WRITTEN EXERCISE 1: Could you set down, word for word, the part of the Soyinka interview that begins at the words "Any African writer" and stops after "for the mind."?

[start TEXT PASSAGE]

Thursday, February 23, 2012

Living History: Wole Soyinka Interview

Any African writer who has not read Soyinka should reassess his/her profession. Period.
For me, reading Soyinka is like having a cup of coffee in the morning. Dope for the mind.

"My friend Christopher Okigbo was Igbo, of course. I knew him from the writers and artists community in Ibadan. He was a founding member of the Mbari writers and artists club. When I was detained for that "un-robbery" episode, he used to come and visit me in my place of detention. I was not actually formally detained. I was just not granted bail, that's all. So he used to come to visit me at the police station where I was held and we'd read his poetry together. Or more accurately, he would read his poetry. He loved reading his own poems. He wanted you to hear exactly how it sounded, because it was a very aural, musical kind of poetry. He was a musician also, by the way, so that wasn't surprising. So we became quite close. When I realized that war really was going to happen, I tried to -- and he (Christopher Okigbo) had left, like the other Igbo that fled to the East, where they were more secure. Chinua Achebe was in the East. We had other writers like Gabriel Okara in the East, and I felt maybe by linking up and resurrecting that tight community we might be able to do something to prevent that war, and so I traveled. "

[end TEXT PASSAGE]
[start PROVIDED DATA]

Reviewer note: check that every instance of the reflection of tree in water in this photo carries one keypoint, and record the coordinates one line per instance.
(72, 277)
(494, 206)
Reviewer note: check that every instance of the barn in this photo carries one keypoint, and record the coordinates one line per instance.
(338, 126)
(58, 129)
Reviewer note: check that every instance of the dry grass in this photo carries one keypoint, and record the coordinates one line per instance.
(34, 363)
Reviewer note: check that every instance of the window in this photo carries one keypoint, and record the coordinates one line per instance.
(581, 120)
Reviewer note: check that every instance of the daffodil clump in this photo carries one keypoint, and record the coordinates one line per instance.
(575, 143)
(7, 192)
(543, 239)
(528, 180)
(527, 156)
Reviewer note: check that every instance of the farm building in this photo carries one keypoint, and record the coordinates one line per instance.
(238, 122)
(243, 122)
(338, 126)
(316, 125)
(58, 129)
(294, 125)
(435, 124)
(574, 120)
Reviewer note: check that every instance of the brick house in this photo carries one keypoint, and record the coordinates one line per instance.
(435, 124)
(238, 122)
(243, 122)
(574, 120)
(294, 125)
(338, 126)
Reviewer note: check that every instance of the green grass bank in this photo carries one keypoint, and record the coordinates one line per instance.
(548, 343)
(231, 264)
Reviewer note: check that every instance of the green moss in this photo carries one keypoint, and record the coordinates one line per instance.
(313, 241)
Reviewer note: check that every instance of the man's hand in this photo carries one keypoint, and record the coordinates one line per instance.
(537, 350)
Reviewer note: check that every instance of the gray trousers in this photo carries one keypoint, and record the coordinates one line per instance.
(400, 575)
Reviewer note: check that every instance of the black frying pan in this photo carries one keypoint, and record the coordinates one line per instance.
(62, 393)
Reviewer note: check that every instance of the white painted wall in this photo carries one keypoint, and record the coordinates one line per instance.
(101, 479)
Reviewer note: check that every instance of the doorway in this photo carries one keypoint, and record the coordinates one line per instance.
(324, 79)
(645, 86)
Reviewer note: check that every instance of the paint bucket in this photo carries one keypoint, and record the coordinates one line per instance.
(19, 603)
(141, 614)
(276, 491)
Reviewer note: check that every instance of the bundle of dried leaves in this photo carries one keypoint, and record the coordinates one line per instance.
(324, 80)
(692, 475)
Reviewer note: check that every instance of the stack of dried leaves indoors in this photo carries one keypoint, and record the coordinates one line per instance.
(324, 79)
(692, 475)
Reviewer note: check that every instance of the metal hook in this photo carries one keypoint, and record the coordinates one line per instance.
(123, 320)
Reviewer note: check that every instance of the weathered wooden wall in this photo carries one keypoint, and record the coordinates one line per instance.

[end PROVIDED DATA]

WRITTEN EXERCISE 2: Can you extract the lines of the records from the line containing "Reviewer note: check that every instance of the bundle" through the final line of the records, reproducing each one verbatim?

WRITTEN SOLUTION 1:
Any African writer who has not read Soyinka should reassess his/her profession. Period.
For me, reading Soyinka is like having a cup of coffee in the morning. Dope for the mind.

WRITTEN SOLUTION 2:
Reviewer note: check that every instance of the bundle of dried leaves in this photo carries one keypoint, and record the coordinates one line per instance.
(324, 80)
(692, 475)
Reviewer note: check that every instance of the stack of dried leaves indoors in this photo carries one keypoint, and record the coordinates one line per instance.
(324, 79)
(692, 475)
Reviewer note: check that every instance of the metal hook in this photo carries one keypoint, and record the coordinates one line per instance.
(123, 320)
Reviewer note: check that every instance of the weathered wooden wall in this photo carries one keypoint, and record the coordinates one line per instance.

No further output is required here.